### TASKS AND EXERCISES
• A. List every full calendar date (day, month and year) that appears in the case analysis about a Palestinian minor's right to a lawyer.
• B. Write the next part of the case analysis about the Palestinian minor tried at Ofer military court, picking up after its last sentence.

### PASSAGE GIVEN
--- Start ---

The right to a lawyer - Case analysis

[31 May 2018] – On 2 August 2017, a judge at Ofer military court rejected the admissibility of a statement given by a Palestinian minor during a police interrogation in the West Bank on the basis that, inter alia, the boy was denied access to a lawyer prior to interrogation as required under Israeli military law.[1](Military Prosecution v Anonymous (minor), Case 3758/17). This is at least the second time that Judge Lt. Col. Yair Tirosh has rejected evidence based on a lack of access to a lawyer. However, recent evidence indicates that over 80 percent of minors continue to report being interrogated without prior access to a lawyer.

Facts of the case
 
On 11 March 2017, a Palestinian minor attempted to pass through an Israeli military checkpoint in Hebron while carrying a knife concealed under his shirt. When the metal detector sounded a soldier ordered the boy to lift his shirt revealing the knife. The boy immediately placed the knife on the ground as instructed and he was arrested.
 
The boy alleged that he wanted to be arrested due to his personal circumstances but that he had no intention of harming anyone. The military prosecution’s case was that the boy came to the checkpoint with the intent to “stab Jews”. 
 
The boy was charged with knife possession and attempted assault under aggravating circumstances. The boy pleaded guilty to the possession offence but defended the assault charge. Much of the case turned on the manner in which the boy’s interrogation was conducted by the police. The boy was represented at trial by Nery Ramati from the law firm of Gabby Lasky & Partners.

--- End ---

### MATERIAL
--- Start ---

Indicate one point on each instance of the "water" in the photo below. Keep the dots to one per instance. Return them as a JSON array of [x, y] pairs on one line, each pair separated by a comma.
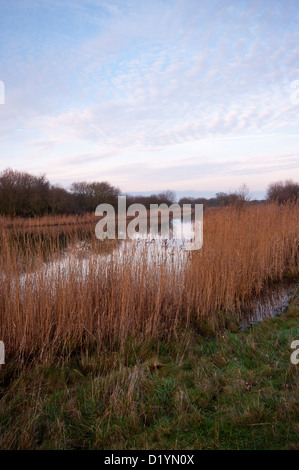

--- End ---

### TASK-BY-TASK ANSWERS
• A.
- 31 May 2018
- 2 August 2017
- 11 March 2017

• B.
 
The court found that the evidence did not support the Prosecution’s case that the boy intended to stab anyone but also ruled that the boy’s statement given to the police shortly after his arrest was inadmissible because he was denied his legal right to consult with a lawyer prior to interrogation and no waiver of this right could be implied. The court also referred to a number of other shortcomings in the manner in which the interrogation was conducted, including:
  1. The audio-recording of the interrogation was incomplete and did not include most of the period when the interrogator said he was explaining to the boy his legal rights.
     
  2. The boy signed a document printed in Arabic about his legal rights but only part of the document was explained to him. It also transpired that the boy could not read or write.
     
  3. As is the usual practice, the interrogation was conducted in Arabic and documented in Hebrew. However, the Police statement written by the interrogator in Hebrew omitted crucial information including the boy’s denial when it was suggested that he had gone to the checkpoint to “die as a martyr”.
     
  4. The decision to proceed with the interrogation without first informing the boy’s parents was not properly documented or authorized as required. 
Applicable law
 
Under article 56 of the Security Provisions Order (Military Order No. 1651) a detainee has the right to consult with a lawyer (exceptions apply) and article 136c provides explicit instructions to investigators as to how children should be notified of this right.
 
After citing the relevant case law from the Supreme Court (Isacharov v The Military Prosecutor) and military courts, Lt. Col. Tiroshreiterated that the right to consult with a lawyer during the interrogation stage is a basic right and, in the circumstances of this case, the interrogating authorities blatantly violated the rights granted to the boy, including his right to a lawyer and his right to be properly informed of this and his other rights.
 
Conclusion
 
While this decision, and the decision in Military Prosecutor v Anonymous (Case 2030/16)are significant, it is worth noting the following:
  1. The overwhelming majority of cases in the military courts end in a plea bargain prior to final hearing and so these issues are rarely litigated before a judge.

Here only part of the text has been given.